- [EXERCISE DETAILS]
From the entries below, tally the lines with "glass" in them and reply with that figure only.

━━ DATA TO EXAMINE

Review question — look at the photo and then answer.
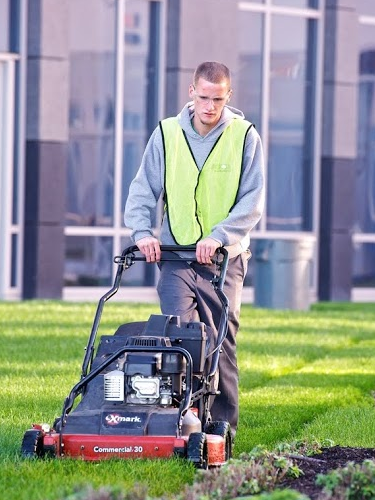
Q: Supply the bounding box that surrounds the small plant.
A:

━━━━
━━ DATA TO EXAMINE

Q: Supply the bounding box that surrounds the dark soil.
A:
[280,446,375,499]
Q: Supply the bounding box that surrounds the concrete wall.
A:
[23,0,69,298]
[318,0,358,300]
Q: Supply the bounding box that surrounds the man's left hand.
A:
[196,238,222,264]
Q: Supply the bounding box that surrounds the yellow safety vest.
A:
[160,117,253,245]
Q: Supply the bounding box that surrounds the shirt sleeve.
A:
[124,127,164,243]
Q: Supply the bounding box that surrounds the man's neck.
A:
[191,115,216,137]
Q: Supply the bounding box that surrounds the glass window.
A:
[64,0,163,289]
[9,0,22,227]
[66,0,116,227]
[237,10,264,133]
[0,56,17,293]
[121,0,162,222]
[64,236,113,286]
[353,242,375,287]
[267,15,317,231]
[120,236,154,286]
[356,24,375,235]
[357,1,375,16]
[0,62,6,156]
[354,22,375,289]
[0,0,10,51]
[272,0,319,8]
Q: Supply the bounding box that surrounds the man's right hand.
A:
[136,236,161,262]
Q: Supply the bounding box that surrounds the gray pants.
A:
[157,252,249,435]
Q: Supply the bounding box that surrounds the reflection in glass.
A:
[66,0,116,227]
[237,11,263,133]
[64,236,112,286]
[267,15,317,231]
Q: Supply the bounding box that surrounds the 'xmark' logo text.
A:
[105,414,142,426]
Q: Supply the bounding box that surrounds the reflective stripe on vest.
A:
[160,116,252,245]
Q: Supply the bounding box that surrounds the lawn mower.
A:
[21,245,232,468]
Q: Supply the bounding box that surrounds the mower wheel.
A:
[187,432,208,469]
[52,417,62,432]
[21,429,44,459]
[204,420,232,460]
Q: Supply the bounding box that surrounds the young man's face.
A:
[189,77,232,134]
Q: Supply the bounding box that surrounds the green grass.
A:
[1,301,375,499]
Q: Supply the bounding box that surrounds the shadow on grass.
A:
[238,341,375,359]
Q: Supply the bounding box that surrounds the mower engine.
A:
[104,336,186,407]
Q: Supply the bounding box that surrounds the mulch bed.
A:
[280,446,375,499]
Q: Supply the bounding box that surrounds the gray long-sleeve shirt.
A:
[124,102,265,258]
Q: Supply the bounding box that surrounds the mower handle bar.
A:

━━━━
━━ DATA TO EXAMINE

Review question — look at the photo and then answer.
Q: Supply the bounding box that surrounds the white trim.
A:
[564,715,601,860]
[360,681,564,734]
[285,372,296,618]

━━━━

- [EXPECTED ANSWER]
2